▶ [REQUIRED ACTION] In the entries that follow, the line with "locate the woman's fingers in the photo above" opens the range and the line with "locate the yellow leaf in the photo above" closes it; repeat that range exactly, both lines included.

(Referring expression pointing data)
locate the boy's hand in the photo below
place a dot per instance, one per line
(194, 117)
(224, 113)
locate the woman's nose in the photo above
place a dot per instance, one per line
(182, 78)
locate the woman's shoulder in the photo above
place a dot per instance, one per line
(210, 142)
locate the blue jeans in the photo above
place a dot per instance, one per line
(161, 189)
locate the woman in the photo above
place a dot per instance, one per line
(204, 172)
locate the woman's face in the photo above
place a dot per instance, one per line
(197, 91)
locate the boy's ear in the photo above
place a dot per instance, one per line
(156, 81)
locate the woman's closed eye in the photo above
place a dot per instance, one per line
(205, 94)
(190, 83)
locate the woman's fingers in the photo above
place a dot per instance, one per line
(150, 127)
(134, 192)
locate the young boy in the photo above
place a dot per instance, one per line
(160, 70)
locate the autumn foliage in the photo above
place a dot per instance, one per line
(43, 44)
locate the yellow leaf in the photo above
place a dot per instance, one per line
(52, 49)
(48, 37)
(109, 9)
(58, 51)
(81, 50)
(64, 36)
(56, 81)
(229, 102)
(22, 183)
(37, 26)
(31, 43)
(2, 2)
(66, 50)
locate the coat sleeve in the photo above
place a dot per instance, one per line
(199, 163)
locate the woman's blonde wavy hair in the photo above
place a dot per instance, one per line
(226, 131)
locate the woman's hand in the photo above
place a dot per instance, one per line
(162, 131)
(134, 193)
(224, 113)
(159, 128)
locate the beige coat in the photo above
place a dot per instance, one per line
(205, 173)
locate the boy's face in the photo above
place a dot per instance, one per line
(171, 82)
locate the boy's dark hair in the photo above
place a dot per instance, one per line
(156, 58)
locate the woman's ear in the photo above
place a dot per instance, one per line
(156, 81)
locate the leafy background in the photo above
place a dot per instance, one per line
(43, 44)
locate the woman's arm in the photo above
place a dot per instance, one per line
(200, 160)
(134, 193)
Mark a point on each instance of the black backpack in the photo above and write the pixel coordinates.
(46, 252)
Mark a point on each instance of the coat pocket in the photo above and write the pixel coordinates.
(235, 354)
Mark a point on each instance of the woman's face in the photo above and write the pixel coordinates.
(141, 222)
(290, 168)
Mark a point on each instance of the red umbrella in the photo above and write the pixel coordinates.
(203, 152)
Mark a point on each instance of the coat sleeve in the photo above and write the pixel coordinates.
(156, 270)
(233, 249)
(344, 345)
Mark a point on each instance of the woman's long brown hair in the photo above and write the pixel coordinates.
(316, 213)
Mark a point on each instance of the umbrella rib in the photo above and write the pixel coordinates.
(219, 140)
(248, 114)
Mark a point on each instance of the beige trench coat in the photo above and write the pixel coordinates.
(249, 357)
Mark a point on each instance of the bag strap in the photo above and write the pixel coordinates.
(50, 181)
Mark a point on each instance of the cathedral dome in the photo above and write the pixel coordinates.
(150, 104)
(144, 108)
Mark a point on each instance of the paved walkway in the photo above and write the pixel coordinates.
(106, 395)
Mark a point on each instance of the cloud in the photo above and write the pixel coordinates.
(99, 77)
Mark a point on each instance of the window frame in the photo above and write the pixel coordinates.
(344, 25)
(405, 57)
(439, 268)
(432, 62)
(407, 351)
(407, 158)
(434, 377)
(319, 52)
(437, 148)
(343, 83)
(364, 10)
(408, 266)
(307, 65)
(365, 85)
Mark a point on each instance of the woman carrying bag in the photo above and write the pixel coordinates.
--
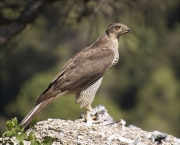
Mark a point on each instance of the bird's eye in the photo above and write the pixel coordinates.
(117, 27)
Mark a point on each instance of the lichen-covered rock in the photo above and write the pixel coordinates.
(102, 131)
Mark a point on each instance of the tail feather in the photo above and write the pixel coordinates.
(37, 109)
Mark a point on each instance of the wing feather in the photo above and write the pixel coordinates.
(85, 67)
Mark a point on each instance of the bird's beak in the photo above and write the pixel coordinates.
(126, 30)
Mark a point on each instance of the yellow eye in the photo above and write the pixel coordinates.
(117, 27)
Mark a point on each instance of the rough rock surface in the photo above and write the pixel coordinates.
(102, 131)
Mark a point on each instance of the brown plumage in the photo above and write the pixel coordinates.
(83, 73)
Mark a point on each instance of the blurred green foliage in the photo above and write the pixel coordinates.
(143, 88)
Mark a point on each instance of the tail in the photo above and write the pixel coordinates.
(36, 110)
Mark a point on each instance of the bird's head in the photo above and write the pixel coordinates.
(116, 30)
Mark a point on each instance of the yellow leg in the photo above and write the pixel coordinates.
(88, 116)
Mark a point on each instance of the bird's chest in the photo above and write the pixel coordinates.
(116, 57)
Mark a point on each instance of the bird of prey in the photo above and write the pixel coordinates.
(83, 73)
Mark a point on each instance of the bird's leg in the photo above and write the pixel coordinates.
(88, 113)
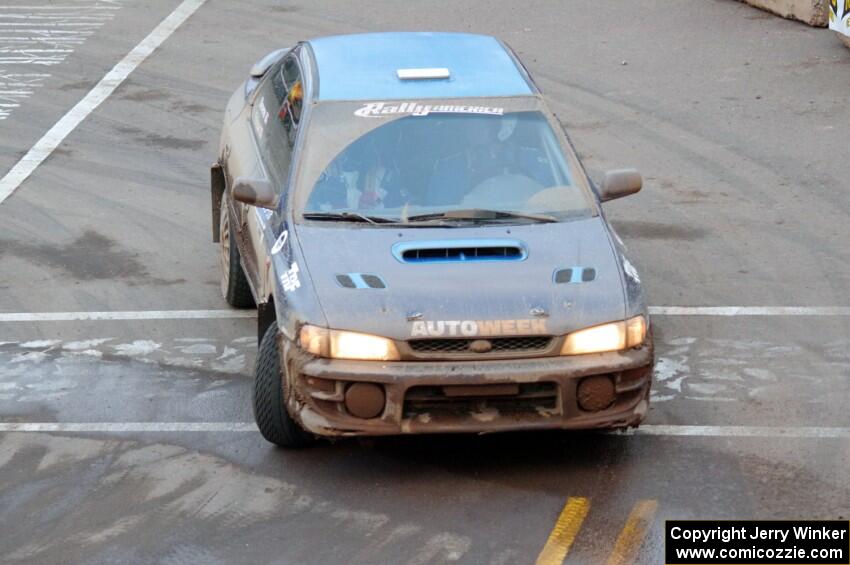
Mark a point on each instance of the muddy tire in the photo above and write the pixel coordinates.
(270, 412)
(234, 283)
--
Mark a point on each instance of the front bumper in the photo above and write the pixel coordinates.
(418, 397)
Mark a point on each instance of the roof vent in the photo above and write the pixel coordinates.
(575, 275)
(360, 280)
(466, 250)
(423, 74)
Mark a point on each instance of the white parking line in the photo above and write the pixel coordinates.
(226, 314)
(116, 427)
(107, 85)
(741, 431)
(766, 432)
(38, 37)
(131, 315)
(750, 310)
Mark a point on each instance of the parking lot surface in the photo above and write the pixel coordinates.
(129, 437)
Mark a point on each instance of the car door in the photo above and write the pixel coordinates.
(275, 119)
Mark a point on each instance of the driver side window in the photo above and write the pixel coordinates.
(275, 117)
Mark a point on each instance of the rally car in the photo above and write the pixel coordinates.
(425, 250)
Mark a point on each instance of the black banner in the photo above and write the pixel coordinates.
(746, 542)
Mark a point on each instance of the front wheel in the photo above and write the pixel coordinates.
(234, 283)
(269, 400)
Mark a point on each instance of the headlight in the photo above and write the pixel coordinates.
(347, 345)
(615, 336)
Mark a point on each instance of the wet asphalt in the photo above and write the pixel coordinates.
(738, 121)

▶ [SOLUTION TO THIS EXERCISE]
locate the woman's fingers in the photo above
place a dot per instance, one per line
(150, 127)
(134, 192)
locate the young boy in the photo above
place a dot per instance, one per line
(160, 70)
locate the autumn foliage in the photo above
place a dot per instance, one per line
(43, 44)
locate the yellow leaf in the photo above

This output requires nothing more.